Saved data entries
_ _ _ _

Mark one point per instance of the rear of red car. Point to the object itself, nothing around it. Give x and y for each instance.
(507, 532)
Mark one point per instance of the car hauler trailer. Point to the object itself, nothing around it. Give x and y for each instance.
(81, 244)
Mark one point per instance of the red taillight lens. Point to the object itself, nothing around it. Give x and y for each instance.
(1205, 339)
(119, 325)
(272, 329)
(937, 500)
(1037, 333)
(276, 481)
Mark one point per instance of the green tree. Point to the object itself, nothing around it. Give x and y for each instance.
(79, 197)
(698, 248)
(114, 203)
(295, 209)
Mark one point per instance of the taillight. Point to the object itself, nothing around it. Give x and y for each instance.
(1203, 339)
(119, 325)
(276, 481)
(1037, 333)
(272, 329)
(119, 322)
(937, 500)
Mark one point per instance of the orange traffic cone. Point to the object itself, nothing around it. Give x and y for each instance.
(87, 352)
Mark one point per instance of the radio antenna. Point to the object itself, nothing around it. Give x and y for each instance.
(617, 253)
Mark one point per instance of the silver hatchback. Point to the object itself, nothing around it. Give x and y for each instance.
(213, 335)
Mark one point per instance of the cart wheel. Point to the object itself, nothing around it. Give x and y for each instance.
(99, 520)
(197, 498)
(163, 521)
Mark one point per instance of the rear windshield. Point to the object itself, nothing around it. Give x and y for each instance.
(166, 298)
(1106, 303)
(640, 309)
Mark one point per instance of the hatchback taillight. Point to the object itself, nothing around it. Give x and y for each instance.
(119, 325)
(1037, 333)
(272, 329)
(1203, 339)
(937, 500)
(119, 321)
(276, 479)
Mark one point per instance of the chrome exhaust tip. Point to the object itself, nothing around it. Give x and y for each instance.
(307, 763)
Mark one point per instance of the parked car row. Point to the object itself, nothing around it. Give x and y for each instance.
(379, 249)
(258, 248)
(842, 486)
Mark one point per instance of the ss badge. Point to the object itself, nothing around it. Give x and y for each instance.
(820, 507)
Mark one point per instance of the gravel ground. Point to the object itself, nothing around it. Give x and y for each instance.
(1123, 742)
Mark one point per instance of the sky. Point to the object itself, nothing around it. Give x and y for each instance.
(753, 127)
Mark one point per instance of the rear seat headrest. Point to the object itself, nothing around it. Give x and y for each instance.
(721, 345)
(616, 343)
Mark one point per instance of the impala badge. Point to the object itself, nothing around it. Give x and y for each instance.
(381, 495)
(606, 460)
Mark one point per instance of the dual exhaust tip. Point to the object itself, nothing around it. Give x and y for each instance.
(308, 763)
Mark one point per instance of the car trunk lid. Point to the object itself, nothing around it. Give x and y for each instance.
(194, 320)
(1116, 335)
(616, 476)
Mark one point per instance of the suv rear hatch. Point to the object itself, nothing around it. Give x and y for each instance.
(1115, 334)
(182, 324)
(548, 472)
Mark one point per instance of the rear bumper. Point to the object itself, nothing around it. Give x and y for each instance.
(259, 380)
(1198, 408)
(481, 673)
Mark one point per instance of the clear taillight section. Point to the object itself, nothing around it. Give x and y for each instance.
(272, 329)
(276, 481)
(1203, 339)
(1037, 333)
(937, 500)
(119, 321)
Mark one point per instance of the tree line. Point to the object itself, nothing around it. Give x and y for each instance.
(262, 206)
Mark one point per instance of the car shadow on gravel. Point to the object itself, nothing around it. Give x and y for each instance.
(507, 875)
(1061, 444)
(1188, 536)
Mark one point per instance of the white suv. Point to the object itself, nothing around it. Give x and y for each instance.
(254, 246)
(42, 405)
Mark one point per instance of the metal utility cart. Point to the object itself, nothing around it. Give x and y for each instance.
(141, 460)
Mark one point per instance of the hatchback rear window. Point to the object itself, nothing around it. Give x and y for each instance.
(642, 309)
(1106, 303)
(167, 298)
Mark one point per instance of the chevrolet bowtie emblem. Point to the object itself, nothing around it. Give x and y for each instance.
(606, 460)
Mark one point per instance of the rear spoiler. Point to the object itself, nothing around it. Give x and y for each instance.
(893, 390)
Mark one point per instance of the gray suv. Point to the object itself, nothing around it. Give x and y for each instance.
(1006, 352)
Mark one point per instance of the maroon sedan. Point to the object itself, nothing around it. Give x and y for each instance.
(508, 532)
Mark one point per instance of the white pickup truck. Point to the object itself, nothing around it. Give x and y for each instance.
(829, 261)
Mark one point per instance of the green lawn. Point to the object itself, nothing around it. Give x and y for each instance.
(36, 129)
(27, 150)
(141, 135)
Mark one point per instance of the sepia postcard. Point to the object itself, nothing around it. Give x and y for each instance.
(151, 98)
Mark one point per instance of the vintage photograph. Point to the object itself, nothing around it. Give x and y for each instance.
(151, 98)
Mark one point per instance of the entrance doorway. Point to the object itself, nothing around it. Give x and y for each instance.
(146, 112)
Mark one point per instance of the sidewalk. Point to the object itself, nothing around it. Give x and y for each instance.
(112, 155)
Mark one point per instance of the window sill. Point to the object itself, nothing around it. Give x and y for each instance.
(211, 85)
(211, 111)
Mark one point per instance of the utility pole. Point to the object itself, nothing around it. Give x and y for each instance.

_ _ _ _

Directions for this task —
Reproduce each entry exactly, leaving out nothing.

Complete output —
Mark one point per instance of the rear of red car. Point to the object itself, nothing around it. Give x and y for each instance.
(507, 532)
Mark one point per instance of the car hauler trailer. Point to the object itself, nothing around it. Give x and y for each instance.
(81, 244)
Mark one point per instance of the red taillight lens. Point to the object itself, nothing around it. Give x and y for each instance.
(1205, 339)
(119, 325)
(272, 329)
(937, 500)
(1037, 333)
(276, 481)
Mark one point per instance of the green tree. Point to the object itself, nothing around it. Give x and y for each instance.
(79, 197)
(698, 248)
(114, 203)
(295, 209)
Mark one point per instance of the taillight. Point to the object itself, nothing around it. Give x and y for each instance.
(1203, 339)
(119, 325)
(276, 481)
(1037, 333)
(272, 329)
(119, 322)
(937, 500)
Mark one point per instance of the orange traffic cone. Point to the object itself, nothing around it. Give x and y for each instance.
(87, 352)
Mark one point per instance of the radio antenna. Point to the object itself, nothing around it. Give x and y for each instance.
(617, 253)
Mark one point per instance of the silver hatchback. Point to the object itself, nothing around it. Give x and y for each instance.
(213, 335)
Mark one point per instance of the cart wheel. Point to the object itself, nothing around it. Give x and y for each instance.
(99, 520)
(197, 498)
(163, 521)
Mark one point per instance of the rear windshield. Point to the object itself, nothing around it. Give x and y for each instance.
(166, 298)
(1106, 303)
(640, 309)
Mark one point per instance of the hatchback taillight. Point to the object itself, nothing around it. Give x and y for each instance.
(119, 325)
(1037, 333)
(272, 329)
(1203, 339)
(937, 500)
(119, 321)
(276, 479)
Mark one point per instance of the chrome exhaust tip. Point to the object itself, nothing around it. Give x and y for each instance.
(307, 763)
Mark one point per instance of the parked car row. Point to the object itself, nothing around it. Give x and y for each instance.
(379, 249)
(258, 248)
(842, 486)
Mark one point per instance of the ss badge. Point to the object itself, nothing around it. Give x and y for each instance.
(820, 507)
Mark one point per instance of the gravel ground. Point to the object itself, nothing around it. Give x and y for each instance.
(1123, 742)
Mark one point per instance of the sky. Point to the object itself, nothing around it. Give x and y for each instance.
(753, 127)
Mark one point per instance of the rear seat headrest. Point to the object itself, nothing around it. Give x and y for each instance.
(721, 345)
(616, 343)
Mark one point per instance of the impala badge. Point to the object itself, nothing around it. Give x and y for each instance.
(381, 495)
(606, 460)
Mark one point per instance of the dual exhaust tip. Point to the object itself, nothing around it. Give x and y for each instance.
(308, 763)
Mark one point per instance of the car trunk lid. Point to the object itself, nothing around it. Give x and y for each instance.
(194, 320)
(1116, 335)
(616, 476)
Mark one point per instance of the suv rear hatch. Point to the object itself, nothing around it. Give x and y for each instance.
(1115, 334)
(182, 324)
(548, 472)
Mark one point per instance of the rear bumper. Point to the object itself, nothing around it. Give x and y for each instance.
(259, 380)
(1198, 408)
(481, 673)
Mark one point per instance of the clear taillight section. Point to the object itself, nothing around it. Give x and y for each instance.
(272, 329)
(276, 481)
(1203, 339)
(1037, 333)
(937, 500)
(119, 321)
Mark one point per instance of the tree line. Point to the object itself, nothing around it. Give x and y for each instance.
(262, 206)
Mark one point per instance of the car shadow on gravel. Point to the object itself, nothing around it. Give x and y for each instance.
(507, 875)
(1061, 444)
(1188, 536)
Mark one point per instance of the white suv. Point to the object itself, nothing around it. Give x and y for each instance.
(254, 246)
(42, 405)
Mark one point per instance of the metal utility cart. Point to the object itself, nothing around it. Give x and y for each instance.
(141, 460)
Mark one point per instance of the hatchback rear window. Point to the object itself, nothing around it. Give x and y for each instance.
(642, 309)
(1106, 303)
(167, 298)
Mark one point per instance of the chevrolet bowtie emblem. Point to the object itself, nothing around it. Give x and y for each instance.
(606, 460)
Mark one point per instance of the rear spoiler. Point to the object itself, nothing around it. Give x and y for each instance.
(893, 390)
Mark one point per instance of the gray suv. Point to the object itself, nothing around it. Give x and y for each instance.
(1006, 352)
Mark one point per instance of the maroon sedan. Point to the object itself, nothing around it. Give x and y for each instance.
(508, 532)
Mark one point per instance of the white pickup truck. Point to the object itself, nothing around it. Give x and y for each instance.
(829, 261)
Mark one point per instance of the green lawn. Point to the object itself, nothing around it. Give x and y for each instance.
(36, 129)
(27, 150)
(141, 135)
Mark one point per instance of the sepia postcard. Point to the object itself, nothing around it. Give x and y for each instance.
(151, 98)
Mark one point per instance of the vintage photograph. Point to the object itself, nothing around it. Give x and y for each instance.
(151, 98)
Mark one point per instance of the entrance doorway. Point to the object itself, nothing around it. Give x and y for each instance.
(146, 112)
Mark one point per instance of the sidewalk. Point to the object itself, nothing around it. Give x and y for each instance.
(112, 155)
Mark one point per instance of the window sill. Point to the object itself, nothing around it. Give x and y for each instance.
(211, 85)
(211, 111)
Mark one point per instance of the utility pole. Point to the object itself, nothing around it. Give x and y for each instance.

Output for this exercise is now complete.